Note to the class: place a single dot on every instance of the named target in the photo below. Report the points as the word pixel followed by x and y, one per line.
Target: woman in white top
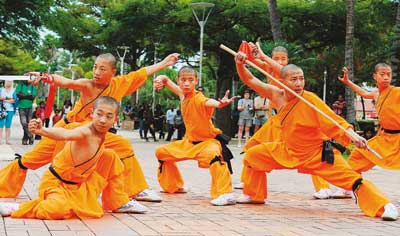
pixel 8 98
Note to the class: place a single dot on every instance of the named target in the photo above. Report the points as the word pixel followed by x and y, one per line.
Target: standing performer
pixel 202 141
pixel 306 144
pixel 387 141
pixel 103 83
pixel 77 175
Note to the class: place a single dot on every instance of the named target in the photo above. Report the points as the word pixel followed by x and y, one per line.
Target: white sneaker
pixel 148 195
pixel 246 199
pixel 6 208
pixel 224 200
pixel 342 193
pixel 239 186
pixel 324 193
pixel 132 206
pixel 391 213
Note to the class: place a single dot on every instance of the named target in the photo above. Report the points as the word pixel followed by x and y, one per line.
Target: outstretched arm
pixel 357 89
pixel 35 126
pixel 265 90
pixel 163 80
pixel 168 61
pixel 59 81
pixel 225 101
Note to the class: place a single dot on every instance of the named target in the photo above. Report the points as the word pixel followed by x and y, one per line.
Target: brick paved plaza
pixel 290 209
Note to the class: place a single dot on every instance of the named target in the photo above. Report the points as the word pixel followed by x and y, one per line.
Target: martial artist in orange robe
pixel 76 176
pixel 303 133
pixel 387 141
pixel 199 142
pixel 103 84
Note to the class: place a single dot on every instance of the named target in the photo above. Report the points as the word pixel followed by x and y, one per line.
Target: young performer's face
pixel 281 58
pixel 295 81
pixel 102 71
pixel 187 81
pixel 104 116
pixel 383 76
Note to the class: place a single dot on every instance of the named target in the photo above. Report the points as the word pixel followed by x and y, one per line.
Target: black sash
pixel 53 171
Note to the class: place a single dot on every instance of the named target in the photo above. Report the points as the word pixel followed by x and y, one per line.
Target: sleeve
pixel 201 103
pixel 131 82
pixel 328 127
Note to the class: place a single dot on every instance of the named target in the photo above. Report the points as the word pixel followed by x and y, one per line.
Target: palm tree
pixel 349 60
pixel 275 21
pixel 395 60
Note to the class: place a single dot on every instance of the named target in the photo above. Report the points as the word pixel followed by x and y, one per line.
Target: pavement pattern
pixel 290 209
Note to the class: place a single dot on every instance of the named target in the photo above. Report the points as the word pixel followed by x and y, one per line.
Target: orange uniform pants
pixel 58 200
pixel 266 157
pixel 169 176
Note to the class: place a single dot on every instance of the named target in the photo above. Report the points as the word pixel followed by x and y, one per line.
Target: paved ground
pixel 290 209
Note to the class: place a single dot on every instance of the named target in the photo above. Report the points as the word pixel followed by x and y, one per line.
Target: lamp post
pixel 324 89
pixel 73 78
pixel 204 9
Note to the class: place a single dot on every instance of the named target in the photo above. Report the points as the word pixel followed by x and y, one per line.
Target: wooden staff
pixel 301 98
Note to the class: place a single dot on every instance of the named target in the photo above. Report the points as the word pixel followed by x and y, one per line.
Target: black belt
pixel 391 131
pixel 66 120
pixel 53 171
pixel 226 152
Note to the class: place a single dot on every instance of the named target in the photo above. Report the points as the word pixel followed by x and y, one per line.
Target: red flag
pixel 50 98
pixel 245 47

---

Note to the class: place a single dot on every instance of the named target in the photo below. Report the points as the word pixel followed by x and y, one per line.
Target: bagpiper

---

▶ [Directions]
Copy out each line of the records that contains the word "paved".

▶ [Finished task]
Target: brick paved plaza
Target: paved ground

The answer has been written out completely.